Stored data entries

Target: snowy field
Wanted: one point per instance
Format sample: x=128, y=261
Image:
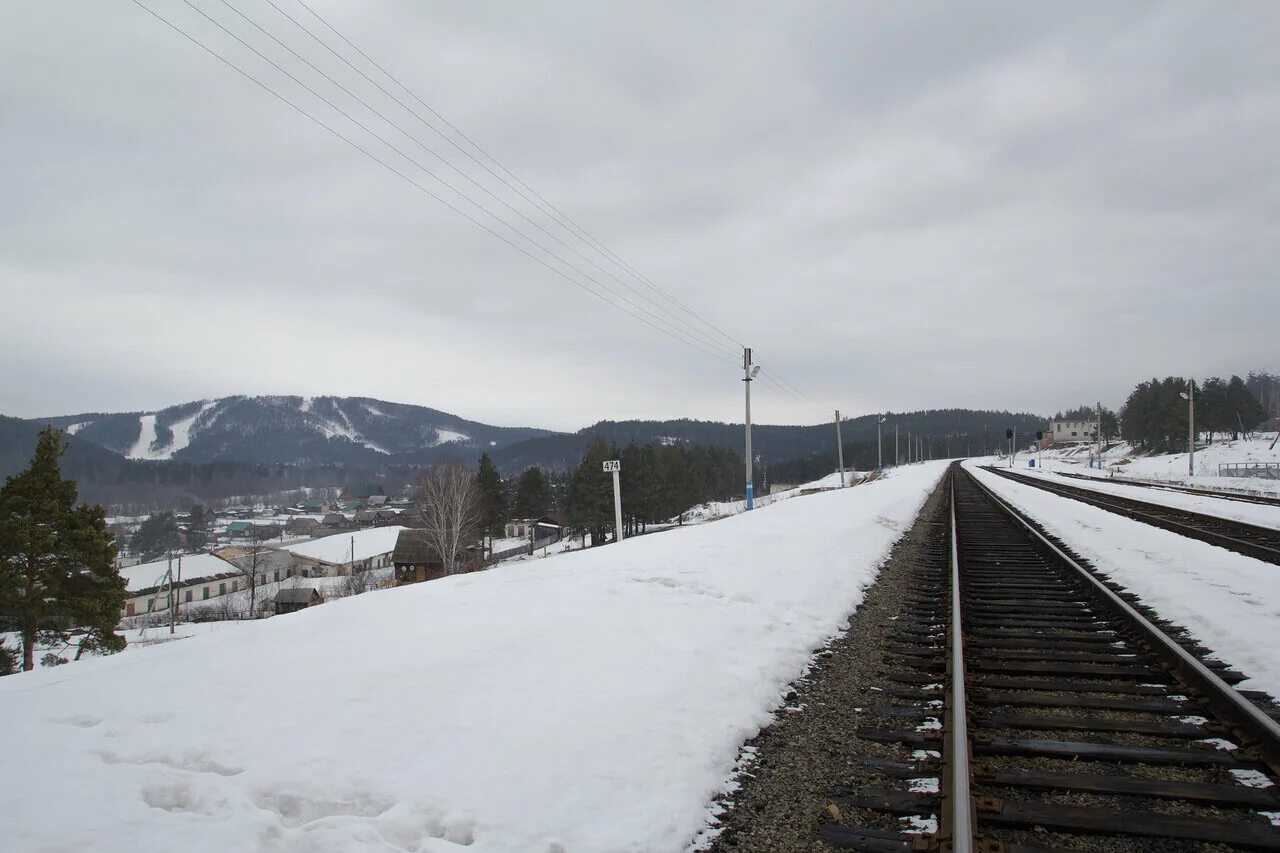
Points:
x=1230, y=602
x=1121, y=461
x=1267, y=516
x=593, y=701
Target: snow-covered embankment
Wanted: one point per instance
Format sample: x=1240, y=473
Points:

§ **Problem**: Could you return each entry word for word, with the images omitted?

§ **Solution**:
Target: snowy field
Wanted: one point per instance
Format sample: x=128, y=261
Image:
Points:
x=1230, y=602
x=1121, y=461
x=1267, y=516
x=593, y=701
Target: snow-covered embankment
Wanted: one point per instance
Format sample: x=1240, y=473
Points:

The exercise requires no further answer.